WRITTEN INSTRUCTION A> Reproduce verbatim the lines of the entries below, everything from the line containing "For every instance of the small" down to the line containing "x=325, y=227", both included, and omit the pictures from the reproduction.

In this paper, we experimentally evaluate the performance of high capacity transmission links compensated with broadband (>75 nm) discrete Raman amplifiers. We use a state-of-the-art, commercial transceiver to generate 69.4Gbaud DP-16QAM, DP-32QAM and DP-64QAM signals at a central C-band channel  and compare the DRA compensated link performance with an EDFA compensated system in a single span, 75 km long transmission, and in a triple span 215 km scenario. A WDM C + L band spectrum, shaped into 88 × 100 GHz spaced channels is loaded into the links and the penalty on the test channel is measured . In the triple-span scenario we load the spectrum with 182 × 50 GHz spaced WDM channels over C- and L-band, and measure the transmission performance of a 34.7Gbaud DP-64QAM signal over selected channels in the C-band, reporting BER values below the FEC threshold level. Finally, we use the same 182 channel grid to transmit 30Gbaud DP-QPSK signal over C- and L-band. We measure the Q2 performance of L-band transmission to be comparable to C-band, showing that DRAs are a viable solution for high capacity, short reach, seamless broadband transmission systems, such as those required for Data Centre Interconnects (DCIs) .

WRITTEN INSTRUCTION B> List every signal modulation format named in the passage on discrete Raman amplifiers.

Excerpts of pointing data
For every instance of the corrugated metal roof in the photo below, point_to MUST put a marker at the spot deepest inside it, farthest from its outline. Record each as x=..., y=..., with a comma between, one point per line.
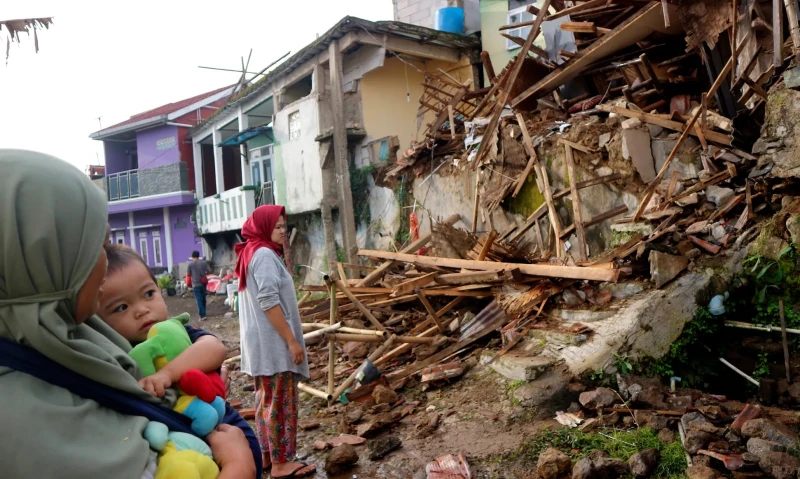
x=162, y=110
x=344, y=26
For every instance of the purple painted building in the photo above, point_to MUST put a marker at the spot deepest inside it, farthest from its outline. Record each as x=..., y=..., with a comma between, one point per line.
x=150, y=179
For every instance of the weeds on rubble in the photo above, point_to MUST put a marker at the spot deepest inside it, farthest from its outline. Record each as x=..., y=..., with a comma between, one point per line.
x=622, y=363
x=618, y=444
x=359, y=185
x=682, y=357
x=512, y=386
x=762, y=366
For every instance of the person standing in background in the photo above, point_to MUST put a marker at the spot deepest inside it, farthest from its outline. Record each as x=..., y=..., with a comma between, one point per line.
x=197, y=271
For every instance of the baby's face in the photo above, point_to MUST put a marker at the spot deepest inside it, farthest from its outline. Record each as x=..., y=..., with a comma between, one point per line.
x=132, y=302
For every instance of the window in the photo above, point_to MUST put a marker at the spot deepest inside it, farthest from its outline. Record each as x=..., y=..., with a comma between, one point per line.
x=294, y=125
x=143, y=247
x=157, y=248
x=516, y=16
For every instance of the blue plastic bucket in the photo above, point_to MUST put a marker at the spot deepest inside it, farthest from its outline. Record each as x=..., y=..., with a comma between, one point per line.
x=450, y=19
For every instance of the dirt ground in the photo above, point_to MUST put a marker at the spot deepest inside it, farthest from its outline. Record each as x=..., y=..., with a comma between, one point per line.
x=477, y=417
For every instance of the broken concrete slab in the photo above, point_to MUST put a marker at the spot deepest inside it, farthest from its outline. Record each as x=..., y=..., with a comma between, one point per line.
x=518, y=367
x=684, y=163
x=665, y=267
x=631, y=123
x=718, y=195
x=636, y=147
x=582, y=315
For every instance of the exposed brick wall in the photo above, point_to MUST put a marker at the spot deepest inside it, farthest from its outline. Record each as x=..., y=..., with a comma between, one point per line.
x=163, y=179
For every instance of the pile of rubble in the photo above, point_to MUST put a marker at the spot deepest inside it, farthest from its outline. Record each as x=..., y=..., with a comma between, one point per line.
x=719, y=436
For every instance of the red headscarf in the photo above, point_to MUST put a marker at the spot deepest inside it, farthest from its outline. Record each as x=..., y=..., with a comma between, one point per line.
x=257, y=233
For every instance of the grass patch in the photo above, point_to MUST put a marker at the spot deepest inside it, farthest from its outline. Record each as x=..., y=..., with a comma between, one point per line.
x=618, y=444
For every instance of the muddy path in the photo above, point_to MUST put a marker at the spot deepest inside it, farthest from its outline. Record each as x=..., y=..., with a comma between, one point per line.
x=477, y=416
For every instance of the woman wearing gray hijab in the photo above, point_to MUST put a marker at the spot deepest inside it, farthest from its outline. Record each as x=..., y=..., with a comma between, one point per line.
x=52, y=266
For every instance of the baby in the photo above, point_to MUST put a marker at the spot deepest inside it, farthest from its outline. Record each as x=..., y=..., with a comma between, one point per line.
x=132, y=303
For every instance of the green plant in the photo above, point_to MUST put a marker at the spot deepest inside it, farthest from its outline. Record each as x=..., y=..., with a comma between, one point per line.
x=359, y=186
x=682, y=357
x=618, y=444
x=768, y=273
x=761, y=369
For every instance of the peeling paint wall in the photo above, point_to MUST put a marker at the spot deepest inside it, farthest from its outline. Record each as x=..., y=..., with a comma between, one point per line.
x=297, y=162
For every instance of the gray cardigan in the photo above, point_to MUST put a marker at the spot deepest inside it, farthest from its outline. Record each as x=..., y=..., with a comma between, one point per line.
x=264, y=352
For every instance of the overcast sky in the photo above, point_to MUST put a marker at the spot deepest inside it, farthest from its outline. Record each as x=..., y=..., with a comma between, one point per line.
x=103, y=59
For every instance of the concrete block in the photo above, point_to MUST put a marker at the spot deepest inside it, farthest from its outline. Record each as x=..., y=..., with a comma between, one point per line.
x=421, y=17
x=583, y=315
x=404, y=14
x=684, y=164
x=792, y=78
x=636, y=147
x=518, y=367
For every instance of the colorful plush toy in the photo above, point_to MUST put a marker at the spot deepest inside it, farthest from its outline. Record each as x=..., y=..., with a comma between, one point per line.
x=180, y=455
x=201, y=394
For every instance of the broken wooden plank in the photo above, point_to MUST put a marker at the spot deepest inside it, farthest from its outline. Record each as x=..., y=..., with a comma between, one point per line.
x=576, y=205
x=376, y=275
x=712, y=136
x=576, y=146
x=367, y=314
x=578, y=27
x=710, y=247
x=431, y=312
x=407, y=287
x=634, y=29
x=479, y=277
x=568, y=272
x=555, y=222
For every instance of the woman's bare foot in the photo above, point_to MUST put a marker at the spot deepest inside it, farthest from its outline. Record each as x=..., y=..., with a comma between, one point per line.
x=292, y=469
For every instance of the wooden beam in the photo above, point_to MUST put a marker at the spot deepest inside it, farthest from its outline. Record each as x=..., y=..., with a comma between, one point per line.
x=541, y=172
x=479, y=277
x=712, y=136
x=367, y=314
x=576, y=205
x=550, y=271
x=431, y=312
x=576, y=9
x=777, y=33
x=491, y=128
x=376, y=275
x=578, y=27
x=635, y=28
x=576, y=146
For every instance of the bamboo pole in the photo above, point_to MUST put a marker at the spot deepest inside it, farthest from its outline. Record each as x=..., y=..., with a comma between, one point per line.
x=372, y=357
x=785, y=344
x=381, y=334
x=322, y=332
x=432, y=314
x=370, y=338
x=314, y=392
x=331, y=343
x=372, y=319
x=553, y=271
x=374, y=276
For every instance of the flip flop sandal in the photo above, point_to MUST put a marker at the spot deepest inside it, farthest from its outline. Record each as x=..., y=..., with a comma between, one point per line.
x=296, y=472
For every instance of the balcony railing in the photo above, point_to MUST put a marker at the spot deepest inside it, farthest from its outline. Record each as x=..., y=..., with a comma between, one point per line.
x=265, y=196
x=159, y=180
x=123, y=185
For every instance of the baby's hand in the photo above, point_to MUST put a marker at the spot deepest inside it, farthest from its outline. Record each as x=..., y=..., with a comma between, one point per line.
x=157, y=383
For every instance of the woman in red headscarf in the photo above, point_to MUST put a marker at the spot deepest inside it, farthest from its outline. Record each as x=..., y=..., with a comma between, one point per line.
x=273, y=351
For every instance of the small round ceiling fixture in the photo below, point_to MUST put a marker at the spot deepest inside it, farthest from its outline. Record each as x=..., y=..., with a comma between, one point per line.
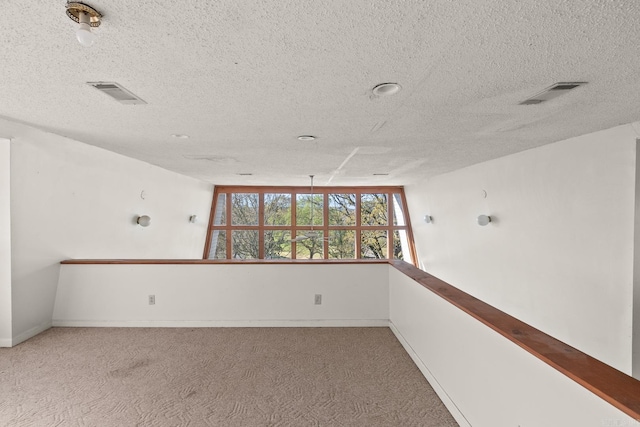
x=386, y=89
x=87, y=17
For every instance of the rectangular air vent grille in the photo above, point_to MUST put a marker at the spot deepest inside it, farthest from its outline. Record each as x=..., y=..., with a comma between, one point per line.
x=117, y=92
x=551, y=92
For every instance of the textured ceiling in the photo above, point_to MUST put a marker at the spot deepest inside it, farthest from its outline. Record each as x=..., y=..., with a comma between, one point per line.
x=244, y=78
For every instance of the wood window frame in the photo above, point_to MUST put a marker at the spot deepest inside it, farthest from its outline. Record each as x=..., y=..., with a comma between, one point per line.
x=325, y=227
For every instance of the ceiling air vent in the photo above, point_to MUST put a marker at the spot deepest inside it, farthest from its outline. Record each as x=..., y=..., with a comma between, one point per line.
x=117, y=92
x=552, y=92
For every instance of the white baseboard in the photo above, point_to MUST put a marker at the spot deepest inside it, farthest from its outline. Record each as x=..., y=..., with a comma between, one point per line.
x=442, y=394
x=336, y=323
x=30, y=333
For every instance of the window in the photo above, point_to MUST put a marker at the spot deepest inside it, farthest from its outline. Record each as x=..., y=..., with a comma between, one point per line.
x=293, y=223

COMPLETE RESPONSE A>
For every instance of the small round ceiling fixture in the photo below, point_to MUST put a marker at the spot deepest inside it, farthest from its outline. Record each as x=..., y=..., with a comma between, one point per line.
x=386, y=89
x=87, y=17
For every instance of the rectangular air vent grille in the photo above, point_to MUST put a marker at the spot deepest inside it, farthest from its outline. Record each as x=..., y=..., with a comma between, one point per line.
x=117, y=92
x=551, y=92
For every instance of the textured ceiling in the photo above, point_to MUST put a marker at the spot deepest inside it, farthest from its outline. Record each as x=..., y=..., with a comma between, one point per line.
x=244, y=78
For every instance of the wood window frame in the photo above, point_to MUST put a marker at the spot deepest inside it, farthest from its outline. Record each as x=..., y=..., with a comma between, one point per line.
x=325, y=227

COMPLETE RESPONSE B>
DP-16QAM
DP-32QAM
DP-64QAM
DP-QPSK